- [REQUIRED ACTION] What the task requires is each entry, restated exactly.

═══

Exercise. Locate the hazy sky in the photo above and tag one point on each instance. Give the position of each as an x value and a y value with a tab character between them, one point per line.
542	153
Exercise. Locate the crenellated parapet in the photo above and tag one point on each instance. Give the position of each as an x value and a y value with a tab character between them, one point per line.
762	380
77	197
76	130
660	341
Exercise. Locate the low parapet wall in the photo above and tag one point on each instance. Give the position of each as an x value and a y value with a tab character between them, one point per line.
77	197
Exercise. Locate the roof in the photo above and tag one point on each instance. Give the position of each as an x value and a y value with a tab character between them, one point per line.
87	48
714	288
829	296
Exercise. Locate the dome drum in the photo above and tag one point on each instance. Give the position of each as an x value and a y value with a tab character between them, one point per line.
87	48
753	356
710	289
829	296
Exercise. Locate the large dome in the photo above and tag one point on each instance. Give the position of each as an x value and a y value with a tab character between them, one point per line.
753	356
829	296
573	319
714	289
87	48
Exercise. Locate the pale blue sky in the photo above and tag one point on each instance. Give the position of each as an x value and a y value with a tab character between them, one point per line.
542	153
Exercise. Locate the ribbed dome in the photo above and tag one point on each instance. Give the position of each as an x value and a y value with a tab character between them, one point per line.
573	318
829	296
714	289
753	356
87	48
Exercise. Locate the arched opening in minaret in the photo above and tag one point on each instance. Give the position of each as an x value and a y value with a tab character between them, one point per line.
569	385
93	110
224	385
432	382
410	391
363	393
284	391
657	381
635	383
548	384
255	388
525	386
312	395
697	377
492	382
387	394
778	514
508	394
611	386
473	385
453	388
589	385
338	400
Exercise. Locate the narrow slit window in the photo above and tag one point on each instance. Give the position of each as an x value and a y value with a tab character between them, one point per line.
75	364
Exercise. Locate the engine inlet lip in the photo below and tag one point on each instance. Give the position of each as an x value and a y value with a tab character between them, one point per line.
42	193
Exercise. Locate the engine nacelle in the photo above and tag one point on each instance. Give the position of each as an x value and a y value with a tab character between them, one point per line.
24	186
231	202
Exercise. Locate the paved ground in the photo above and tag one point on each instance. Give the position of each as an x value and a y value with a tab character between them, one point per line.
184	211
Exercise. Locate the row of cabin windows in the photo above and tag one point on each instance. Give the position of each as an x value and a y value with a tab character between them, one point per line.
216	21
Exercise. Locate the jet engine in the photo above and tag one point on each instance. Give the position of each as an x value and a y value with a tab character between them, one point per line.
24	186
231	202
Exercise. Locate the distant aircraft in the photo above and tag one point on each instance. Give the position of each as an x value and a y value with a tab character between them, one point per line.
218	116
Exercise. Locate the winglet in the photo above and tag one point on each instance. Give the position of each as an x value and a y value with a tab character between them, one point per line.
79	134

═══

- [TASK OUTPUT]
Exercise. Locate the hazy sky in the photo above and tag one point on each instance. Give the position of each as an x value and a y value with a tab character between them, one point per line.
542	153
Exercise. Locate the crenellated parapet in the photo above and tag one point on each instance. Give the position of each as an x value and a y value with a tab character between them, one point per line.
762	380
77	197
76	130
660	341
Exercise. Locate the low parapet wall in the photo above and tag one point on each instance. Give the position of each as an x value and a y value with a tab character between them, one point per line.
77	197
Exercise. Locate the roof in the photo above and tag one point on each instance. Give the position of each as an x value and a y value with a tab character between them, one point per line.
87	48
714	288
829	296
Exercise. Locate the dome drum in the photo above and tag one point on each instance. Give the position of each as an x value and a y value with a tab character between them, one point per line.
87	48
753	356
710	289
829	296
Exercise. Locate the large dome in the photo above and tag one point on each instance. Give the position of each as an x value and a y value with a tab character between them, one point per line.
753	356
829	296
573	319
714	289
87	48
Exercise. Locate the pale blue sky in the photo above and tag one point on each instance. Give the position of each as an x value and a y value with a tab character between them, one point per line.
542	153
Exercise. Locate the ribbed dome in the photo above and tag one point on each instance. Give the position of each as an x value and a y value with a tab character between them, one point per line.
573	318
829	296
714	289
753	356
87	48
Exercise. Locate the arched opening in minaret in the photo above and tag one point on each instance. Give the position of each as an x value and a y value with a tab character between them, one point per line.
569	385
93	110
224	385
432	382
410	391
363	393
284	391
657	381
635	383
548	384
255	388
525	386
312	395
697	377
492	382
387	394
778	514
508	394
611	386
473	385
453	388
589	385
338	400
Exercise. Locate the narrow slit window in the photo above and tag one point on each instance. Give the position of each as an x value and a y value with a tab character between them, one point per line.
75	364
Exercise. Locate the engine inlet lip in the photo below and tag one point on each instance. Give the position of each as an x value and a y value with a tab character between them, one point per line.
42	193
Exercise. Locate the engine nacelle in the photo above and tag one point on each instance. Give the position of each as an x value and a y value with a tab character between them, one point per line.
24	186
231	202
Exercise. Locate the paved ground in the photo above and tag one point on each instance. Give the position of each as an x value and a y value with a tab character between them, one point per line.
184	211
Exercise. Locate the row of cabin windows in the photo above and tag one point on each instance. Give the position of each as an x value and a y value with a tab character between them, one point per line.
216	21
Exercise. Locate the jet engine in the photo above and tag one point on each instance. Give the position of each as an x value and a y value with a tab character between them, one point per line.
24	186
231	202
Exercise. Locate the distant aircraft in the photo above and tag one point on each instance. Give the position of each as an x value and a y value with a tab character between them, one point per line.
218	116
Exercise. Locate the winglet in the photo above and tag one point on each instance. Give the position of each as an x value and a y value with a tab character between them, one point per line.
79	134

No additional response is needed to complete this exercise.